**** Data ****
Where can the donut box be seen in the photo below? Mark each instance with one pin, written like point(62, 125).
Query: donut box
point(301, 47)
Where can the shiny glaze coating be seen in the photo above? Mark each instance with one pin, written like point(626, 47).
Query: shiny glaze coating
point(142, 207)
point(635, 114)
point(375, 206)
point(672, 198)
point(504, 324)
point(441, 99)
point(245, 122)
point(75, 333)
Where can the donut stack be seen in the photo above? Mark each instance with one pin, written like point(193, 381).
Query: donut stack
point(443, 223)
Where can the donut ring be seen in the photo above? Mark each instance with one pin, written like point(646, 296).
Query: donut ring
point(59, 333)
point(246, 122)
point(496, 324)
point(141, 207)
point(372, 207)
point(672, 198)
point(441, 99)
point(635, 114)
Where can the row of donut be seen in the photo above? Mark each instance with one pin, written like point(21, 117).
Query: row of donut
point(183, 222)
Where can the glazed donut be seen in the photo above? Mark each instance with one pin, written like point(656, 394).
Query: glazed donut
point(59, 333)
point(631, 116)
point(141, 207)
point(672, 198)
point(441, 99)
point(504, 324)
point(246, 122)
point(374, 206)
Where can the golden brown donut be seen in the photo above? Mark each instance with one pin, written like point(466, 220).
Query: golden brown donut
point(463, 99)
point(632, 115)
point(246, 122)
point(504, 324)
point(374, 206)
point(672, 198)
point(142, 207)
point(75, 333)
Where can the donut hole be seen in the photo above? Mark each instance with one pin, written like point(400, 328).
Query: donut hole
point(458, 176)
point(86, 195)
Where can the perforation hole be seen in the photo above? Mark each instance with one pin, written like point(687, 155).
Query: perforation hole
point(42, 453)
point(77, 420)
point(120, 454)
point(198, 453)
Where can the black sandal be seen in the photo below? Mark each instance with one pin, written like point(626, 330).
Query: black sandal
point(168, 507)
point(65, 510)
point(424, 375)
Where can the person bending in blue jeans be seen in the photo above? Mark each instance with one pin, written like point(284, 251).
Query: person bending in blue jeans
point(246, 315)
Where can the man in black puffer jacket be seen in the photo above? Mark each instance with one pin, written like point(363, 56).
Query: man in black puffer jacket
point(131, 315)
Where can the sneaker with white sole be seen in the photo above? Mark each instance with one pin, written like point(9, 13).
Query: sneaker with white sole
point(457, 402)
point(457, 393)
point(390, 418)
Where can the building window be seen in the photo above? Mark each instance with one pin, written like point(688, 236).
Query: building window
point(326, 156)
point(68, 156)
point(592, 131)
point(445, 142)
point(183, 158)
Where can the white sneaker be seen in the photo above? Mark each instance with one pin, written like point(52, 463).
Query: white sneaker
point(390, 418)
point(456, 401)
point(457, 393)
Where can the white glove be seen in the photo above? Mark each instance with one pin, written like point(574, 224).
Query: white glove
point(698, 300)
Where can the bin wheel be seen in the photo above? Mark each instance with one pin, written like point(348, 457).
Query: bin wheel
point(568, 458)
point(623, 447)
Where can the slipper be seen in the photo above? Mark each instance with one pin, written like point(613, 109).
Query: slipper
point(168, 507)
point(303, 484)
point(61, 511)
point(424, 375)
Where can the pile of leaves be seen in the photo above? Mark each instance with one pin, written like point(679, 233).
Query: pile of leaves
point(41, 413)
****
# Instructions to follow
Extract each record, keeping it identical to the original.

# Response for this exercise
Where can the donut box be seen in the photo below? Mark each instance with one pin, written like point(62, 125).
Query: donut box
point(301, 47)
Where can the shiny glaze coating be seen in the photo above? Mark each instance with one pin, written like point(626, 47).
Query: shiny glaze coating
point(142, 207)
point(635, 114)
point(375, 206)
point(672, 198)
point(504, 324)
point(441, 99)
point(245, 122)
point(75, 333)
Where can the donut stack be seen in the photo above? Mark each instance with one pin, written like point(193, 381).
Query: donut stack
point(443, 223)
Where can the donut ring be seen in the photo above? Mark each instance with one pin, written like point(646, 296).
Query: donut ring
point(59, 333)
point(246, 122)
point(496, 324)
point(141, 207)
point(372, 207)
point(672, 198)
point(441, 99)
point(635, 114)
Where can the row of donut be seen in the photo above? Mark each instance with one pin, written like point(21, 117).
Query: row of donut
point(183, 222)
Where can the glazed donut be seen in the photo above? Mark each instance with one pin, written like point(656, 394).
Query: glazed donut
point(59, 333)
point(631, 116)
point(141, 207)
point(672, 198)
point(441, 99)
point(504, 324)
point(246, 122)
point(374, 206)
Where can the golden brown donut be seen in the photo above? Mark each instance with one pin, written like point(466, 220).
Query: golden brown donut
point(463, 99)
point(632, 115)
point(246, 122)
point(504, 324)
point(374, 206)
point(672, 198)
point(142, 207)
point(75, 333)
Where can the donut hole be seen in the photo above? Mark each instance with one pin, written like point(400, 328).
Query: donut hole
point(458, 176)
point(86, 195)
Where can the perforation hole be seen in the photo above? Mark each instance with one pin, written like point(687, 155).
Query: perforation hole
point(42, 453)
point(77, 420)
point(120, 454)
point(198, 453)
Where can the black sandal be seen in the photo below? Mark each instance with one pin, written like point(626, 330).
Query: black sandal
point(168, 507)
point(65, 510)
point(424, 375)
Where can the person bending in blue jeans be seen in the photo above? Mark each instance with one pin, written like point(284, 251).
Query: person bending in blue jeans
point(246, 315)
Where can the man in black puffer jacket be seen in the photo above? Mark each instance with one pin, written like point(363, 56).
Query: man in black puffer jacket
point(131, 315)
Where can the sneaker with white sole be seen in the photo above? Mark each instance with one pin, written like point(9, 13).
Query: sneaker with white sole
point(457, 402)
point(457, 393)
point(390, 418)
Where can the building window be seen in the photo above? Mark each instance with one pin, written like point(688, 236).
Query: building window
point(326, 156)
point(68, 156)
point(592, 131)
point(445, 142)
point(183, 158)
Where can the white sneaker be seen in the photo above? Mark each instance with one pin, written like point(52, 463).
Query: white sneaker
point(390, 418)
point(456, 401)
point(457, 393)
Where can the white glove be seen in the photo above? Mark each instance with one pin, written like point(574, 224).
Query: white glove
point(698, 300)
Where can the bin wheel be seen in the photo above? Mark each instance with one pin, written like point(348, 457).
Query: bin wheel
point(568, 458)
point(623, 447)
Where can the slipper be seen in the photo above? Mark each instance with one pin, written like point(613, 109).
Query: slipper
point(168, 507)
point(303, 484)
point(61, 511)
point(424, 375)
Where can the pile of leaves be seen in the photo above? Mark each instance with one pin, written like point(679, 233).
Query: pile of leaves
point(41, 413)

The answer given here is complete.